■ Work to be completed ■
Each record below should be repeated precisely as written.

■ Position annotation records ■
= = =

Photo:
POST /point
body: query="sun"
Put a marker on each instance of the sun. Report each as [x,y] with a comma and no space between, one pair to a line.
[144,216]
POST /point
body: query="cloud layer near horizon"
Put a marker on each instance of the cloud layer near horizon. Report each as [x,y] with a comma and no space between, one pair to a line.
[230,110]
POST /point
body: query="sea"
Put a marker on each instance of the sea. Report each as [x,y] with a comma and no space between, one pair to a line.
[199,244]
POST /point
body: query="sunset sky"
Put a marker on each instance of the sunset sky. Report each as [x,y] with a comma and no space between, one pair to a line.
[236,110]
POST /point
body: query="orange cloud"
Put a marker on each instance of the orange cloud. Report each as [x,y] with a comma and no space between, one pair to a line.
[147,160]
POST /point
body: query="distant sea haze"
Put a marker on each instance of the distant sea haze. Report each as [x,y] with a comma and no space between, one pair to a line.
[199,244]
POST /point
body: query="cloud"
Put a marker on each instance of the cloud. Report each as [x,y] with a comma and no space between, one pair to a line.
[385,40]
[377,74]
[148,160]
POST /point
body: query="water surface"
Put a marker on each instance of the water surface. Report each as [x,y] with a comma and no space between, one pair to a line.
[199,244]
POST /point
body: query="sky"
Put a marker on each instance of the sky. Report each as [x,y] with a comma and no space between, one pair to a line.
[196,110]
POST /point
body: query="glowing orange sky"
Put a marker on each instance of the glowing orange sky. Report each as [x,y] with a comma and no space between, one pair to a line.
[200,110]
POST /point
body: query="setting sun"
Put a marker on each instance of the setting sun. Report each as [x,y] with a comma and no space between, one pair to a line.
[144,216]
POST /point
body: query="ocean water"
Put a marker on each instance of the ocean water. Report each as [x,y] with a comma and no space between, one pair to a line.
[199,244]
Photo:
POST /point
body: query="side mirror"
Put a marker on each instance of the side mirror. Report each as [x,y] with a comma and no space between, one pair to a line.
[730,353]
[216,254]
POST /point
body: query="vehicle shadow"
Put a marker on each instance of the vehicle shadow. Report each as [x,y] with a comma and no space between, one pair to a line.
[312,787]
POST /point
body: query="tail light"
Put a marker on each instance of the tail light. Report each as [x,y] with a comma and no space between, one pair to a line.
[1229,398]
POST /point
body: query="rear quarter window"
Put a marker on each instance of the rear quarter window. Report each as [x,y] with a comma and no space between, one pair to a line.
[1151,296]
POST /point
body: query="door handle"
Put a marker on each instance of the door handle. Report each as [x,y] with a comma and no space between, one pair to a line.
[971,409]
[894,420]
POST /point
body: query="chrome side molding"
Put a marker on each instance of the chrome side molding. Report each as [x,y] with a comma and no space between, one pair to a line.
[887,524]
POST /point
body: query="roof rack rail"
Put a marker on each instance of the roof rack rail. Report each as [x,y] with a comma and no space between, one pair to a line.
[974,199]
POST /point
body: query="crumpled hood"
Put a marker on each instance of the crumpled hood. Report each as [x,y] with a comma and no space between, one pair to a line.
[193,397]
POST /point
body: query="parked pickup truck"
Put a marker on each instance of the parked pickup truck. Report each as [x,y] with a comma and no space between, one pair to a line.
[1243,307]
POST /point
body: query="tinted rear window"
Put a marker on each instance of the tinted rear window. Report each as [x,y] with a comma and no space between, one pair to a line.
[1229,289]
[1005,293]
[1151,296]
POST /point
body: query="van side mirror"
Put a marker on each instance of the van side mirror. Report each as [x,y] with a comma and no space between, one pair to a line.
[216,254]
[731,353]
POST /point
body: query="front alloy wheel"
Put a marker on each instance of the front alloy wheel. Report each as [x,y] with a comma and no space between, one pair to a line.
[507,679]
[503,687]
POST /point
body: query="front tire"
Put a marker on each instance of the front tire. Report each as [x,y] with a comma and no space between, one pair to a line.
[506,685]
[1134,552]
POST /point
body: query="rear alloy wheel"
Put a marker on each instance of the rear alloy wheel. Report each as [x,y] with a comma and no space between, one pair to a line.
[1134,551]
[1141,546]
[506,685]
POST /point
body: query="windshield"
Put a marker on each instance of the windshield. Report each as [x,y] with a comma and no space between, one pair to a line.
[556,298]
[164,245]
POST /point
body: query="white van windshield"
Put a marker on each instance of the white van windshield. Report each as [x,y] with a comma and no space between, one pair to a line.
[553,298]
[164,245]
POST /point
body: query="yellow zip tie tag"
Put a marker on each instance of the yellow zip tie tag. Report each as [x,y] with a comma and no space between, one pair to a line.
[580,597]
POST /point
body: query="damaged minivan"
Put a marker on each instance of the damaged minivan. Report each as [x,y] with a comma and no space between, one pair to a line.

= = =

■ Solution to this exercise ■
Photo:
POST /point
body: query="sun"
Put a marker on each instance of the sun. Report each as [x,y] with a comma and no space between, one pair to a line.
[144,216]
POST /point
body: query="cloud layer near horizon"
Put a marker on each instance of the cloud layer near horizon. Report each as [x,y] with a comma and no space between, one pair to a line.
[230,110]
POST /point
body: query="sea"
Put a marker on each instance of the sea. Report each as [x,y] with a comma and no space between, one pair to a line.
[199,244]
POST /point
body: query="sunset sky"
Put a marker on each instance of the sunset sky. Report each as [x,y] with a comma and no space between, one pair to a line.
[236,110]
POST /point
body: query="orange cloud"
Put a marker on each instance of the orange cloud. Report each as [x,y] with a comma and no space between, one pair to a line.
[147,160]
POST /point
body: query="distant sea haze"
Put a marker on each instance of the distant sea haze. Report each as [x,y] with a comma and no space between, one pair to a line.
[199,244]
POST /point
body: query="cloud"
Put a marker on each instance of the cloud. Report each as [x,y] with a comma and no space between, one pair to a line.
[385,40]
[377,74]
[148,160]
POST /point
body: query="water surface"
Put a marker on each instance of the water surface. Report each as [x,y] with a comma and no space between, one pair to a line.
[199,244]
POST /point
body: query="sky"
Put a marker on each instance of the sky. Report each as [x,y] with a comma and no space between, one pair to a line.
[196,110]
POST /point
body: query="glowing orange sky"
Put a marker on each instance of the glowing orange sky. Report each as [x,y] with a comma and no space between, one pair to a line.
[200,110]
POST /point
body: query="setting sun"
Put a marker on each instance of the setting sun. Report each as [x,y] with a comma and no space between, one pair to a line.
[144,216]
POST /point
body: query="ocean water"
Put a marker on each instance of the ocean water. Report each as [x,y] with a comma and no space between, one pair to a line.
[199,244]
Photo:
POST /point
body: query="side mirror"
Put a marker on each instance of the side mirror. Report each as [x,y] with a comma and no space between, one pair to a line.
[730,353]
[216,254]
POST /point
body: query="vehicle shadow"
Put a marker on each instance of the vehicle shadow. Report each as [x,y] with a comma and no space between, one pair to a line.
[312,787]
POST /point
body: query="tail light"
Put a marker on each instance of the tail light. Report each as [x,y] with a comma and no space between, one pair to a line.
[1229,398]
POST /point
body: query="rear quarter window"
Put a marker on each instance of the rear quarter window. Report each as [x,y] with a comma and no space between, one pair to a line.
[1151,296]
POST /point
body: query="door handle"
Put a marker on each instance of the door handle. Report each as [x,y] with a comma and no space between, one pair to a line.
[971,409]
[894,420]
POST /point
body: query="chrome side molding"
Put a marker on each instance of the chrome side molding. Report each as [x,y] with a comma and no space between, one pair to a line.
[887,524]
POST /point
body: query="roof rack rail"
Put a marker on each instance of the roof rack rail. Report each as [x,y] with a comma and no space between, one pair to a line.
[974,199]
POST /point
body: query="crumpled hood"
Put a marker on each instance of the crumpled hood. Report each as [x,y] with a comma and no space between, one pair to a line.
[193,397]
POST /point
body: query="parked pickup truck"
Put a marker on each instance of the parked pickup truck. Report each as [x,y] with a comma and no space between, one pair to a line.
[1243,307]
POST /point
body: query="tinted rear window"
Put a marker on each instance of the tinted rear window. Report each as [x,y] with a comma and no space between, one pair to a line.
[1229,289]
[1005,293]
[1151,296]
POST /point
body: query="van side mirror"
Put a marker on each instance of the van side mirror. Report each as [x,y] with a comma and no space between, one pair to a line.
[216,254]
[731,353]
POST /point
body: query="front alloy wheel"
Put a marker on each instance of the front alloy wheel. Report each as [x,y] with a comma and no space between, one pair to a line.
[507,679]
[503,687]
POST /point
body: query="front tire"
Put a marker on each instance of the front tire. Report each as [x,y] with a comma and no space between, one pair to a line.
[506,685]
[1134,552]
POST /point
body: query="rear alloy wheel"
Put a marker on each instance of the rear alloy wheel. Report each as [x,y] with a comma and no space between, one pair to a line.
[1134,551]
[1141,546]
[506,685]
POST /point
body: query="windshield"
Put a marker on each instance of the windshield. Report each as [x,y] with a comma and no space between, one pair to a line.
[556,298]
[164,245]
POST /point
body: query="white van windshield"
Put a marker on each instance of the white van windshield. Report each as [x,y] with a comma and no space between, one pair to a line.
[553,298]
[164,245]
POST /point
body: query="yellow zip tie tag"
Put a marker on each instance of the yellow zip tie tag. Report each as [x,y] with a comma and no space between, one pair to a line.
[580,597]
POST /point
body: query="damaged minivan"
Put a marker on each instance of the damaged minivan. Report each as [x,y] with a comma and no space between, one pair to a line.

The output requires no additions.